ZITIERTER ABSCHNITT

▬▬▬▬▬▬

GUT LEBEN MIT GUTER ARBEIT

Neues Papier vom AfA Bundesvorstand für die kommenden Bundeskonferenz.

SICHERE ARBEIT – FAIRE BEZAHLUNG – MITBESTIMMTE QUALIFISZIERUNG – SOZIALE ABSICHERUNG

1. ZEHN PUNKTE AUF DEM WEG ZU GUTER ARBEIT

1) Die SPD ist die Partei für alle Menschen, die von ihrer Arbeit leben. Wir kümmern uns um alle ArbeitnehmerInnen. Uns geht es nicht zuerst um bestimmte Gruppen, beispielsweise jene vielleicht 40% der Beschäftigten, für die mobiles (Büro-)Arbeiten in Frage kommt oder die, die aufgrund einer Sonderstellung ihre Bedürfnisse als Einzelpersonen durchsetzen können. Wir haben den Arbeitsalltag der großen Mehrheit, ja letztlich aller, im Blick. Gleich, ob es um mobiles Arbeiten geht oder die Präsenz am Arbeitsplatz: wir brauchen den Ausbau kollektiver Gestaltungsmacht in den Betrieben, Verwaltungen und Einrichtungen. Es geht um mehr betriebliche Mitbestimmung, damit wir die Rechte der einzelnen durchsetzen, konkurrierende Interessen ausgleichen und Regelungen kontrollieren können. Als Beispiele seien nur die Erfassung, Verkürzung und Regelungen der Arbeitszeiten und der Nichterreichbarkeit in der Freizeit genannt. Ohne Betriebsrat und betriebliche Vereinbarungen laufen diese Ansprüche ins Leere. Die bisherigen Vorschläge für die Errichtung von mehr Betriebsräten reichen nicht aus, um auch diejenige Mehrheit der Beschäftigten zu schützen, die bisher keine betriebliche Interessenvertretung haben. Daher bedarf es gesetzlicher Regelungen, die Betriebe unter Zugzwang setzen, die keinen Betriebs- oder Personalrat haben. Das kann geschehen behördliche Kontrollen und eventuell notwendige Sanktionen, gesetzlich neu zu errichtende überbetriebliche, beispielsweise gewerkschaftliche Interessenvertretungen, sei es der Ausschluss von öffentlichen Aufträgen, Subventionen oder Beschränkungen beim Anwerben von ausländischen Fachkräften. Um Tarifflucht zu verhindern, um neue Beschäftigungsformen zu schützen und Umstrukturierungen mitzugestalten, unterstreichen wir die Forderung nach Mitbestimmung der Betriebsräte in wirtschaftlichen Fragen. Die paritätische Mitbestimmung im Aufsichtsrat wollen wir auf Betriebe und Unternehmen ab 1000 Beschäftigten ausweiten, und zwar auf alle Branchen nach dem Montan-Modell.

▬▬▬▬▬▬

GEGEBENE EINTRÄGE
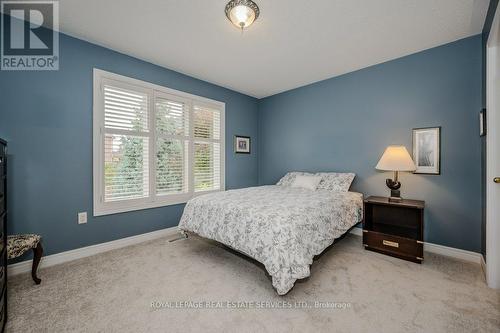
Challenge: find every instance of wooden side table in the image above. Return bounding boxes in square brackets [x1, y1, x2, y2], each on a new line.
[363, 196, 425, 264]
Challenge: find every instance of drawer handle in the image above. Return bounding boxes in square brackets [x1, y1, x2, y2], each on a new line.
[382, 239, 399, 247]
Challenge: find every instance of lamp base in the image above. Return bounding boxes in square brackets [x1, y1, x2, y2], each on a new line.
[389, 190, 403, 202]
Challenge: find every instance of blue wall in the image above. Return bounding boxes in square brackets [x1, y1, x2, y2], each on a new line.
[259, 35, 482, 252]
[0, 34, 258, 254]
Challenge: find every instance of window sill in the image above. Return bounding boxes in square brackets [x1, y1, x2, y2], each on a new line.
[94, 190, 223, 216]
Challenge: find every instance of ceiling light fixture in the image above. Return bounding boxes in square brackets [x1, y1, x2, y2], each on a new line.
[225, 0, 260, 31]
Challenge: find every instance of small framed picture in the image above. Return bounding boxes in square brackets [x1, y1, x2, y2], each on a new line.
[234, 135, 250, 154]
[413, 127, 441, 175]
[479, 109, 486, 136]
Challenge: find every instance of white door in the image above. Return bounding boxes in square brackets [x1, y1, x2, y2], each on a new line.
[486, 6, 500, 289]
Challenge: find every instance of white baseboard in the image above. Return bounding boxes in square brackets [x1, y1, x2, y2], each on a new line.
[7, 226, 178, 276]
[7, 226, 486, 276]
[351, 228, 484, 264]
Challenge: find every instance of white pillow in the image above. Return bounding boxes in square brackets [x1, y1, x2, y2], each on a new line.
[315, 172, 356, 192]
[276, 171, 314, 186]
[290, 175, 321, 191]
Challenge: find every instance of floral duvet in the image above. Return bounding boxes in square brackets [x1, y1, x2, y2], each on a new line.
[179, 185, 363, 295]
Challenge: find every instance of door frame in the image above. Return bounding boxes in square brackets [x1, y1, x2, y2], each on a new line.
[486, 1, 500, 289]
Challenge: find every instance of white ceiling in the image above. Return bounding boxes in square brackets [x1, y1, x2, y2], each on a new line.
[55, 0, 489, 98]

▬▬▬▬▬▬

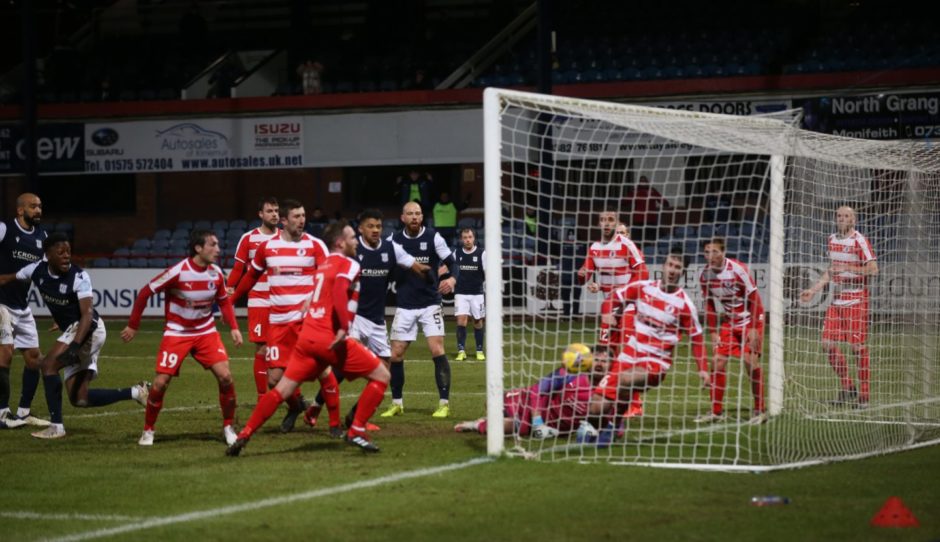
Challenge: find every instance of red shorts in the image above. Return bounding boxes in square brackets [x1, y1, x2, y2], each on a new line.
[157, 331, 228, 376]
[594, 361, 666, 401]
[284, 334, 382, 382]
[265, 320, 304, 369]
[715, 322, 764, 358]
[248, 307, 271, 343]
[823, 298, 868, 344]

▬▬▬▬▬▬

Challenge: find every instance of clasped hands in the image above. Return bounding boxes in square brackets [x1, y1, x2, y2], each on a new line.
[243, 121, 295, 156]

▬▬▬▬▬▬

ANFORDERUNGEN
a: Beantworten Sie anhand des Positionspapiers zu guter Arbeit die folgenden Fragen:
(i) Für welche Menschen ist die SPD laut dem Papier die Partei?
(ii) Für welchen Anteil der Beschäftigten kommt mobiles (Büro-)Arbeiten nach dem Papier in Frage?
(iii) Auf Betriebe und Unternehmen ab wie vielen Beschäftigten soll die paritätische Mitbestimmung im Aufsichtsrat ausgeweitet werden?
b: Führen Sie das Positionspapier zu guter Arbeit im Anschluss an seinen letzten Satz fort.
Die Einträge sind hierfür ohne Bedeutung.

ÜBUNGSERGEBNISSE
a:
(i) Für alle Menschen, die von ihrer Arbeit leben.
(ii) Für vielleicht 40 % der Beschäftigten.
(iii) Ab 1000 Beschäftigten, und zwar in allen Branchen nach dem Montan-Modell.

b:
2) Mobiles und flexibles Arbeiten wirft komplexe rechtliche Fragen zum Schutz der Beschäftigten auf: Unfallversicherung, Schutz der Privatsphäre, geregelte Zeiterfassung, Arbeitnehmerdatenschutz, Übernahme der zusätzlich anfallenden Kosten im Homeoffice, Reichweite und Umsetzung der Arbeitsstättenverordnung und einiges mehr. Das Recht auf Homeoffice muss ein Recht des Beschäftigten bleiben und nicht das Recht auf einen „normalen“ Arbeitsplatz ersetzen. Diese Fragen sind im unmittelbaren Zusammenhang und unter Beteiligung der Sozialpartner, im Bedarfsfall gesetzlich, zu regeln. Die Arbeitnehmerschaft darf nicht zum Versuchskaninchen profitorientierter oder technikzentrierter Managementstrategien werden.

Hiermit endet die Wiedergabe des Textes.